DATA LISTING
---+---
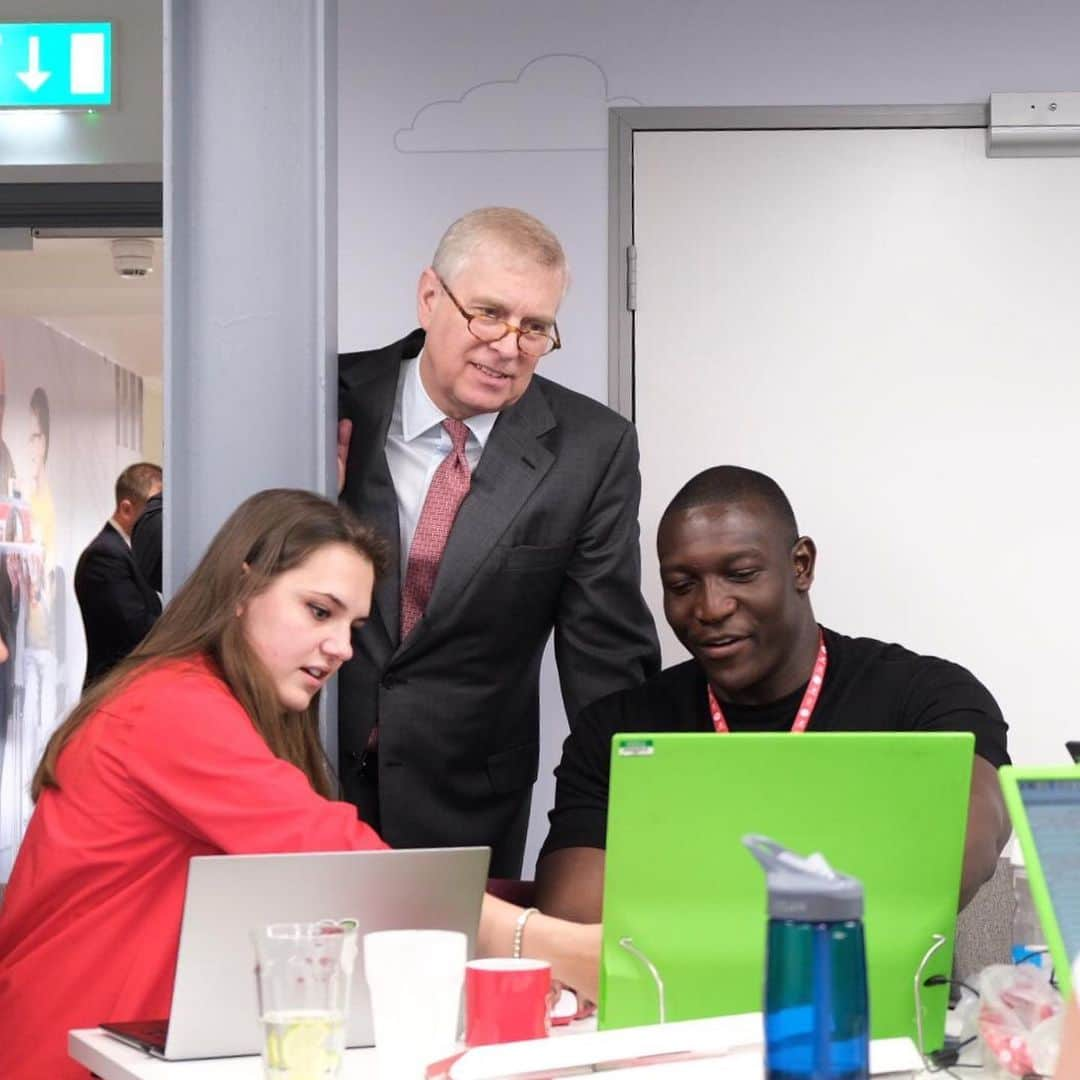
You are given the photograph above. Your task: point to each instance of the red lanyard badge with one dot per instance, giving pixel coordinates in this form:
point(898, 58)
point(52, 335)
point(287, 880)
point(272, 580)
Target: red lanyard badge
point(806, 706)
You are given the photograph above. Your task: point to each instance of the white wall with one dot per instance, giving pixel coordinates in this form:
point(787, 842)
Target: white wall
point(119, 143)
point(521, 129)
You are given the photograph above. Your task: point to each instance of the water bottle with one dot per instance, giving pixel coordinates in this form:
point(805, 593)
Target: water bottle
point(817, 1015)
point(1029, 945)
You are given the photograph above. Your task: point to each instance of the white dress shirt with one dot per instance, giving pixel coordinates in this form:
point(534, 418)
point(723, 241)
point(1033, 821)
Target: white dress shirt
point(416, 445)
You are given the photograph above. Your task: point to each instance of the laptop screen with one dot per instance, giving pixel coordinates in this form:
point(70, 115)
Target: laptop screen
point(1053, 814)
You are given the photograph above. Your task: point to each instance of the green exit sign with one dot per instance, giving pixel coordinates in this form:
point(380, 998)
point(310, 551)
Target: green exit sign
point(55, 65)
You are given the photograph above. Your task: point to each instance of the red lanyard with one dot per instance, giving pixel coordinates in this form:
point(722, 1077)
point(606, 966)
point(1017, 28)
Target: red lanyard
point(806, 707)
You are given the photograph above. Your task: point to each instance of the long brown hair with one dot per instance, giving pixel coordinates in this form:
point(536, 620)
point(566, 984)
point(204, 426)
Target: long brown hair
point(269, 534)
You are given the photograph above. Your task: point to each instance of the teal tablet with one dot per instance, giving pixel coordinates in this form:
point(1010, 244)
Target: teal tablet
point(683, 891)
point(1044, 807)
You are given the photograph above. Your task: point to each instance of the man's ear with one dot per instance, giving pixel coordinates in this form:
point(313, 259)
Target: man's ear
point(427, 293)
point(244, 568)
point(804, 559)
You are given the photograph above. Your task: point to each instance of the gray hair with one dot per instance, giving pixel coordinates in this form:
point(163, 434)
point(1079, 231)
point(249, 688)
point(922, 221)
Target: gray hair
point(517, 230)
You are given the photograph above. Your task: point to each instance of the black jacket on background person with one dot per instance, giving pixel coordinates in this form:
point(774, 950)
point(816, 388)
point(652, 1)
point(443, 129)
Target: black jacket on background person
point(118, 606)
point(146, 542)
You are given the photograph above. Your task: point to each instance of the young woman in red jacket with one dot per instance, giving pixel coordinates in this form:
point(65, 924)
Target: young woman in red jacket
point(204, 741)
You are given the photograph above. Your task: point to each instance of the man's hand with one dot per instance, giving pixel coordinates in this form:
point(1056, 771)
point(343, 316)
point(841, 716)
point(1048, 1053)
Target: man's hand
point(988, 829)
point(570, 883)
point(345, 436)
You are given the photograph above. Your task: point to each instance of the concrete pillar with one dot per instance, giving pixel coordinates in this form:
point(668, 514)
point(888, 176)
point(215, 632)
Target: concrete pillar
point(251, 259)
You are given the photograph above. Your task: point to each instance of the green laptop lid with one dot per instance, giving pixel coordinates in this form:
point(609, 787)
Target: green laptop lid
point(1043, 805)
point(682, 893)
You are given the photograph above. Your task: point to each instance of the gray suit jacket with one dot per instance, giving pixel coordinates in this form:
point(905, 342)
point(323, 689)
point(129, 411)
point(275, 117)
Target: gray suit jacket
point(547, 538)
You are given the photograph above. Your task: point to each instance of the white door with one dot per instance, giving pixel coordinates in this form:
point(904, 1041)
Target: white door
point(885, 321)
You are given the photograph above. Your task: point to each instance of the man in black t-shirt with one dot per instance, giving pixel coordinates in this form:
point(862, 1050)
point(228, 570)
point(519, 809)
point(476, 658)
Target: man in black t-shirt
point(737, 580)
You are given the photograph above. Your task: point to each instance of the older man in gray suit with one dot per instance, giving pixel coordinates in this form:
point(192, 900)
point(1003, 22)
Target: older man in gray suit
point(511, 507)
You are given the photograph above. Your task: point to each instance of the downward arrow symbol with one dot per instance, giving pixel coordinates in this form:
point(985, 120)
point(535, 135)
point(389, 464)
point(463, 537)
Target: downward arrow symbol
point(34, 77)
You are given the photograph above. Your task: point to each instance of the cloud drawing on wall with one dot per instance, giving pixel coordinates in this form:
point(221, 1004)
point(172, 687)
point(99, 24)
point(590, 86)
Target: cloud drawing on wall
point(557, 102)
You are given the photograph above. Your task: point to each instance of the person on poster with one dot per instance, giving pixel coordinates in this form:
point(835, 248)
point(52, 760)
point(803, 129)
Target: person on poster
point(8, 612)
point(511, 503)
point(39, 657)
---+---
SET TASK
Copy all of the lines above word for word, leaving out the pictures.

ANSWER BELOW
You are given the photograph above. Your task: point to each instance of the red lanyard badge with one dot per instance, giving pixel coordinates in this form:
point(898, 58)
point(52, 335)
point(287, 880)
point(272, 580)
Target: red lanyard badge
point(806, 706)
You are given the photograph above. Your task: point to each instance of the white wall with one dot per instance, giving pixel coordinates in this form:
point(787, 842)
Target: white wall
point(119, 143)
point(521, 129)
You are given the photograph above. Your task: point to each instance of the water bottle with one dot per instance, giving pixel coordinates in this form:
point(805, 593)
Target: water bottle
point(817, 1015)
point(1029, 945)
You are given the photograph above. Your task: point to each instance of the white dress shirt with one dot per instance, giving pixel coordinates in this form:
point(534, 418)
point(723, 241)
point(1033, 821)
Target: white dress shirt
point(416, 445)
You are given the photograph above. Your task: point to each instance of the laptop screen with one dot per instance, giving pixel coordinates in this form:
point(70, 115)
Target: laptop screen
point(1053, 814)
You are given the photograph above. Your task: point to each instance of the green exit sign with one dot per instance, giving pixel coordinates in this form:
point(380, 998)
point(310, 551)
Target: green exit sign
point(55, 65)
You are given the photograph above. Your task: point to each instance of the red lanyard with one dot per instance, giving pixel coordinates in this form:
point(722, 1077)
point(606, 966)
point(1017, 28)
Target: red lanyard
point(806, 707)
You are given the photograph above. Your task: point to each instance of the long brown hair with one dot per instance, giving pixel coordinates in this form:
point(536, 620)
point(566, 984)
point(204, 426)
Target: long brown hair
point(269, 534)
You are given the photograph above. Your task: point to each instance of the teal tablet with one dot per instance, giving pixel coordinates in this form:
point(1010, 244)
Target: teal tablet
point(683, 891)
point(1044, 807)
You are given the photograph above. Your task: point to each instance of the man's ear with one dot per instance, giving pixel coordinates in this form:
point(313, 259)
Target: man's ear
point(427, 293)
point(244, 568)
point(804, 559)
You are given the photograph above. Your task: point to each instance of the gray hair with one dot per instance, giving pixel coordinates in this form:
point(163, 434)
point(1079, 231)
point(249, 688)
point(922, 221)
Target: gray hair
point(517, 230)
You are given the photograph above. Your task: point to each instance of the black jacket on background person with one dot per instance, giving pixel coordinates in this form:
point(774, 950)
point(816, 388)
point(652, 1)
point(443, 129)
Target: black jacket on background person
point(118, 606)
point(146, 542)
You are given the photograph above. Your task: point to each instance of the young woman in red jacket with one dot per instance, giving pixel coordinates in this form:
point(65, 924)
Target: young woman in red jacket
point(204, 741)
You are given the photograph above. Your task: point to each instance of the man's hand with one dot per instance, giving pixel coordinates in this form:
point(1056, 771)
point(343, 316)
point(841, 716)
point(1048, 1053)
Target: man's hand
point(988, 829)
point(570, 883)
point(345, 436)
You are given the photograph above. Your task: point to each instance of the concrete pillar with one dot per instance, giving pixel coordinates in this form:
point(668, 514)
point(888, 176)
point(215, 632)
Target: concrete pillar
point(251, 259)
You are given the photograph above. Your task: point to each instance of the green laptop lid with one dot per instance, giving pixel coordinates in this form:
point(609, 787)
Target: green laptop lid
point(1043, 805)
point(682, 893)
You are given the photograph above. Your task: point to each instance of the gray suit jacket with one dot per instance, giving pixel coordinates in this form:
point(905, 342)
point(323, 689)
point(129, 411)
point(275, 117)
Target: gray suit jacket
point(547, 538)
You are given the photograph above. Your task: point to each instance of the white door with one dot per instance, giving pixel coordinates in this form:
point(904, 1041)
Target: white door
point(885, 321)
You are given the photograph above. Your task: point to each instance of the man in black t-shirt with one dot per instance, giving pixel coordinates in this form:
point(862, 1050)
point(228, 570)
point(519, 809)
point(476, 658)
Target: man in black t-shirt
point(737, 580)
You are given the photograph above. Your task: point to each instance of the older man in gray suit with one dot per instance, giving pixel coordinates in this form:
point(192, 900)
point(1003, 22)
Target: older man in gray suit
point(511, 507)
You are given the photograph above. Your task: point to each instance of the downward arrow symbol with one dot per instance, giving pixel coordinates in this form:
point(985, 120)
point(535, 135)
point(389, 464)
point(463, 537)
Target: downward arrow symbol
point(34, 77)
You are given the photograph above. Your task: point to each instance of the cloud drawing on wall with one dot per instance, giving pixel coordinates in this form:
point(221, 1004)
point(172, 687)
point(99, 24)
point(590, 86)
Target: cloud drawing on wall
point(557, 102)
You are given the photograph above. Your task: point to each instance of the person on poster with one dot per instance, giving pixel coordinates in this form:
point(835, 248)
point(52, 760)
point(803, 129)
Target: person on poster
point(8, 612)
point(511, 503)
point(39, 657)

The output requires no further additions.